▼

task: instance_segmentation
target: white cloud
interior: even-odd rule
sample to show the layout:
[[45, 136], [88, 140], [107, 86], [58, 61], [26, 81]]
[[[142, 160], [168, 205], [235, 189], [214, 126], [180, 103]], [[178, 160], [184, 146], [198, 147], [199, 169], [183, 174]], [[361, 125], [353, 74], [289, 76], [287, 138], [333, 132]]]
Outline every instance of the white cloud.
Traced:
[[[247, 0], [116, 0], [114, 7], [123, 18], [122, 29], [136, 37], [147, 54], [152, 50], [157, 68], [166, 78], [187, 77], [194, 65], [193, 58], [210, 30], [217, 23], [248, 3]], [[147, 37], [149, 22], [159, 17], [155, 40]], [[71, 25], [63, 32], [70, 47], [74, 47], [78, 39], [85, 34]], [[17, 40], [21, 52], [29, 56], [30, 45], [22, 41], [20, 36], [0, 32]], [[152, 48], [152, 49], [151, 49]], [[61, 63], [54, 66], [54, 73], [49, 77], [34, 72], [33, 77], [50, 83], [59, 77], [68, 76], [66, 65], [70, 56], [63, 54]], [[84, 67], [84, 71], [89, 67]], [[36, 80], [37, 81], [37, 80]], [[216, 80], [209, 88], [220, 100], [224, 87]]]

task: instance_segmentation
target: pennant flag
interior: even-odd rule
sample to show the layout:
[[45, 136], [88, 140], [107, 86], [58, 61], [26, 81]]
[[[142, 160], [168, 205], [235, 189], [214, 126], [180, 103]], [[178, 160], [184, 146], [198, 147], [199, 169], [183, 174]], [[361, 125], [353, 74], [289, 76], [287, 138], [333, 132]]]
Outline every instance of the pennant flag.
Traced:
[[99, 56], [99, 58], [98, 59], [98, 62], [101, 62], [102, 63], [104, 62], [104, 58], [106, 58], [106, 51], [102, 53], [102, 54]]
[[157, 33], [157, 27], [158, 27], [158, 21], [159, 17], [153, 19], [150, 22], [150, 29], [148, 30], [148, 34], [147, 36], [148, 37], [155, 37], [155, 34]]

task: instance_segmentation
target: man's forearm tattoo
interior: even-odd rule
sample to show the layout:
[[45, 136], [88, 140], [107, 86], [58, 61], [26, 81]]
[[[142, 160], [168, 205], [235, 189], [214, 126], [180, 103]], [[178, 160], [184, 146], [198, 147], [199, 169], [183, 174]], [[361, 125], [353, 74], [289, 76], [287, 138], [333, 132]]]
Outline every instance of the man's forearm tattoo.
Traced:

▲

**Exercise task:**
Tally the lines of the records above that contain the string "cloud", treating case as significant, and reply with the number alone.

**Response to the task:**
2